▶ **Aufgabenstellung**: Kannst du die Datensätze ab der Zeile mit "Outline every instance of the wood" bis einschließlich der Zeile mit "M 126 78 L 155 83 L 155 71 L 127 76 Z" vollständig wiedergeben, Anweisungen eingeschlossen, und dabei jede Koordinate in den Lösungspfaden um 82 verschieben? Die Formatbeispiele bleiben unverändert.

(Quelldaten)
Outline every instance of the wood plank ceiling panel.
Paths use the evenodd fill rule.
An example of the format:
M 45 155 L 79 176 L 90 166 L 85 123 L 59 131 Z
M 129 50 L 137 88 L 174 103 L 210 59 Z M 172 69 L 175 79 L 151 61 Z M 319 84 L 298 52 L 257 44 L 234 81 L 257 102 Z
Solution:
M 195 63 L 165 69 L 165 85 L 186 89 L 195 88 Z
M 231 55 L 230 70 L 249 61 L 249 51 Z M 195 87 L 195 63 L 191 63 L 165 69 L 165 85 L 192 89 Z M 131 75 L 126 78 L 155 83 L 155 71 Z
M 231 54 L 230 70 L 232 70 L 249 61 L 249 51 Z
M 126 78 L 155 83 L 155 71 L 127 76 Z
--
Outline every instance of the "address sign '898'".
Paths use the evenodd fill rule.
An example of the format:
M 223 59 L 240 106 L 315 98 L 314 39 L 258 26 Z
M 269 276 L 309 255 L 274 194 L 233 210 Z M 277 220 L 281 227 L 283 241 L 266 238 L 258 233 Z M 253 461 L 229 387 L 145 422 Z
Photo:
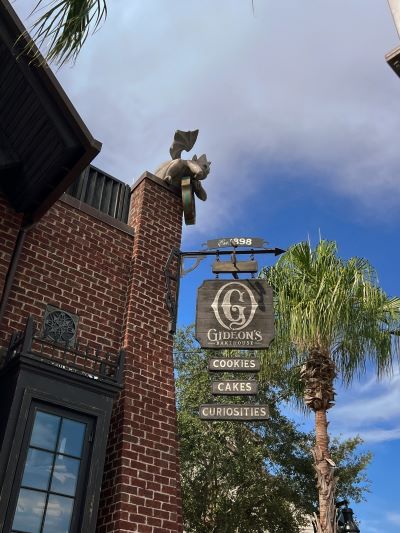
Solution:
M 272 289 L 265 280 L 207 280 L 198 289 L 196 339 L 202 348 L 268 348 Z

▶ **Schriftliche Antwort**:
Outline every instance of the wood plank ceiling panel.
Paths use the evenodd fill rule.
An example of the format:
M 45 155 L 79 176 L 90 166 L 85 123 L 59 131 Z
M 129 50 L 137 88 L 174 103 L 210 59 Z M 172 69 L 175 79 L 151 61 Z M 319 84 L 298 52 L 257 44 L 234 81 L 257 102 Z
Solution:
M 277 145 L 247 151 L 247 167 L 268 171 L 277 170 Z
M 313 137 L 312 152 L 331 143 L 331 133 Z M 277 169 L 277 145 L 273 145 L 247 151 L 247 167 L 274 171 Z M 213 157 L 208 160 L 237 165 L 237 153 Z
M 313 136 L 312 152 L 314 152 L 331 143 L 331 133 Z
M 208 160 L 237 165 L 237 153 L 209 158 Z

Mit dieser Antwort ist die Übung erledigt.